→ PROBLEM SET
1/ From the melting system text below, output the passage starting at "Unless otherwise defined, the" and ending at "clearly indicates otherwise.", copied word for word.
2/ Using the melting system text below, decide whether each statement agrees with it, answering yes or no and quoting the deciding words: (a) In the illustrated embodiment, the housing is generally box-shaped. (b) The roof is generally perpendicular to the floor. (c) The first tapered portion sits adjacent to the floor.

→ PAGE
-- Begin --

Unless otherwise defined, the terms used herein have the same meaning as commonly understood by one of ordinary skill in the art encompassing the general inventive concepts. The terminology used herein is for describing exemplary embodiments of the general inventive concepts only and is not intended to be limiting of the general inventive concepts. As used in the description of the general inventive concepts and the appended claims, the singular forms “a,” “an,” and “the” are intended to include the plural forms as well, unless the context clearly indicates otherwise.

Referring now to the drawings, FIGS. 1-3 illustrate an exemplary embodiment of a submerged combustion melting system 90. The system 90 includes a melter 100 having a hollow housing 102 that defines a melt chamber 104 (see FIG. 3). The housing 102 may be formed in a variety of ways, such as for example different shapes and sizes. In the illustrated exemplary embodiment, the housing 102 is generally box-shaped. The housing 102 includes a floor 106 and a roof 108 spaced apart from and generally parallel to the floor. The housing 102 also includes a first sidewall 110 extending between the floor and the roof, a second sidewall 112 spaced apart from the first sidewall and extending between the floor and the roof, a third sidewall 114 extending between the first and second sidewalls 110, 112, and a fourth sidewall 116 extending between the first and second sidewalls 110, 112. The first sidewall 110 includes a first tapered portion 120 adjacent the roof 108, and the second sidewall 112 includes a second tapered portion 122 adjacent the roof 108 and opposite the first tapered portion.

-- End --

→ DATA SHOWN
-- Begin --

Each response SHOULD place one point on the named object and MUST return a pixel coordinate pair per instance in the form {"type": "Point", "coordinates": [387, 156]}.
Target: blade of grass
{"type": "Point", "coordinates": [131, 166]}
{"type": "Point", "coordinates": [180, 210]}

-- End --

→ ANSWERS BELOW
1/
Unless otherwise defined, the terms used herein have the same meaning as commonly understood by one of ordinary skill in the art encompassing the general inventive concepts. The terminology used herein is for describing exemplary embodiments of the general inventive concepts only and is not intended to be limiting of the general inventive concepts. As used in the description of the general inventive concepts and the appended claims, the singular forms “a,” “an,” and “the” are intended to include the plural forms as well, unless the context clearly indicates otherwise.

2/
(a) Yes: "In the illustrated exemplary embodiment, the housing 102 is generally box-shaped."
(b) No: "a roof 108 spaced apart from and generally parallel to the floor."
(c) No: "The first sidewall 110 includes a first tapered portion 120 adjacent the roof 108"